◆ WHAT THE TASK REQUIRES
Nothing should appear in the answer except the lines from the one containing "Task: where can the dark" through the end of the records below, written out exactly.

(Image-grounded pointing data)
════════════════

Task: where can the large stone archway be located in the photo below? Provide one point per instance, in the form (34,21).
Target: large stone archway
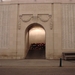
(26,19)
(35,41)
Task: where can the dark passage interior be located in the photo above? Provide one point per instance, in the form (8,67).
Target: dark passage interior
(36,41)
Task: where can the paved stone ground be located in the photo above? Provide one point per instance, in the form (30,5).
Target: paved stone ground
(35,62)
(37,70)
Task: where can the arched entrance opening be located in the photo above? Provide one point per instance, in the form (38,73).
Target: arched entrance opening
(35,41)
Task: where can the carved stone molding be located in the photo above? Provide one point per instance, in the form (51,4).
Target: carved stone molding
(35,17)
(44,17)
(26,17)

════════════════

◆ RESPONSE
Task: where can the dark passage interior be located in the photo above? Provide one point per instance, in the form (8,67).
Target: dark passage interior
(36,41)
Task: where can the paved stone ground be located in the photo above? Provide one point per instance, in the form (30,5).
Target: paved stone ground
(35,62)
(37,70)
Task: where can the arched entrance opening be located in the photo above? Provide one point per instance, in the form (38,73).
Target: arched entrance opening
(35,41)
Task: where can the carved stone molding be located in the photo above? Provide one point per instance, in the form (51,4).
Target: carved stone molding
(35,17)
(44,17)
(26,17)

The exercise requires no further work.